## SUPPLIED INFORMATION
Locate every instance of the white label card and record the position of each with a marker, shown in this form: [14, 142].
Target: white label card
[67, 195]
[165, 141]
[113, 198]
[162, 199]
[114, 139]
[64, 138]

## GIVEN TASK
Please revise the entries above so that "label card" becomes "price tag" everywhere it appears, leaving everything else unchanged.

## OUTPUT FOR THIS TASK
Locate every instance of the white price tag and record the position of each with a marker, shown in this form: [14, 142].
Target: white price tag
[67, 195]
[165, 141]
[113, 198]
[162, 199]
[114, 139]
[64, 138]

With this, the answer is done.